(EXERCISE MATERIAL Opens)

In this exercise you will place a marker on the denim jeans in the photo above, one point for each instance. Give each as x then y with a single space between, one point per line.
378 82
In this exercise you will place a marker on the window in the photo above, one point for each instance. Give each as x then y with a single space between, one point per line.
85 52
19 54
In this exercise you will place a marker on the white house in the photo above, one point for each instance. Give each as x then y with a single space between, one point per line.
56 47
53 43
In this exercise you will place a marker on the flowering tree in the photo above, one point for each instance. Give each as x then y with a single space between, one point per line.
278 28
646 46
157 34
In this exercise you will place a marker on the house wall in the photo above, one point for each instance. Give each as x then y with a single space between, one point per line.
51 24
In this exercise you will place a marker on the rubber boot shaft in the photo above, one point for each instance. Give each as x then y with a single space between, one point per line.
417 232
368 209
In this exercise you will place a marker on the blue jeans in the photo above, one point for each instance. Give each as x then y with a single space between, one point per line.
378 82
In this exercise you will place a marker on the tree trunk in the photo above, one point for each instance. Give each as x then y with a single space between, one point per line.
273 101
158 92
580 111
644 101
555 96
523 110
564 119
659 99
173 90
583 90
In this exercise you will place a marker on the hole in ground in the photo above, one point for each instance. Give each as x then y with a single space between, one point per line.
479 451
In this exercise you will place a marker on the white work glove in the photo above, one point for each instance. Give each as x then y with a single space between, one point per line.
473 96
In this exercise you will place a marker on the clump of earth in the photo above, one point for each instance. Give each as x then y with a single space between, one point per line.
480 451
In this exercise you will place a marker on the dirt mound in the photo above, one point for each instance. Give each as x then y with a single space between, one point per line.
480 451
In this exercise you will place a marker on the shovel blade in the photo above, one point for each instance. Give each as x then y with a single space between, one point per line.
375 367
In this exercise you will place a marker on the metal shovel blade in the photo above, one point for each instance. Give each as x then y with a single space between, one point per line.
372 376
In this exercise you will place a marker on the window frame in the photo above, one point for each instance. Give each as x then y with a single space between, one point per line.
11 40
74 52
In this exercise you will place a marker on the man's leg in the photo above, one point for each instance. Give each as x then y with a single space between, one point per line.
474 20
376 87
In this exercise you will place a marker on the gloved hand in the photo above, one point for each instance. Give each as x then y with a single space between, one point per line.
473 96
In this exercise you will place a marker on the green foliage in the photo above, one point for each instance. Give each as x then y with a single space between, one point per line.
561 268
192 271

(EXERCISE MATERIAL Closes)

YOUR ASSIGNMENT:
A faithful copy is required of the lines from the one with "In this exercise you will place a marker on the clump" through the last line of the data; please add nothing.

TASK ANSWER:
In this exercise you will place a marker on the clump of earth in the photo above, one point for each instance. Give each as x then y with a single space between, one point per line.
480 451
In this exercise you will place a marker on the dirt mound in the photo above, one point for each instance. Give each as x then y with a single space between, one point per line.
480 451
In this exercise you will place a marker on the shovel blade in the photo above, one point for each instance. Give each as x then y with a single space between, one point per line.
375 367
In this exercise you will place a marker on the metal shovel blade in the photo above, one point for each instance. Give each as x then y with a single space between, one point per line.
372 376
In this exercise you will place a marker on the window frame in the photo above, one point for each instance. Give each as x then y with a single space between, one point per line.
11 40
74 52
In this exercise you will place a marker on the man's leg in the photo above, one point for each instance. Give each as x then y with a single space between, one point per line.
474 20
376 87
In this exercise you will place a marker on the gloved hand in the photo above, one point for each instance. Give each as x then y with a single space between, one point per line.
473 96
In this exercise you will place a marker on the green foliage in the photo above, one point for each instance. Give each as x then y with a single space between, one point per line.
561 268
192 271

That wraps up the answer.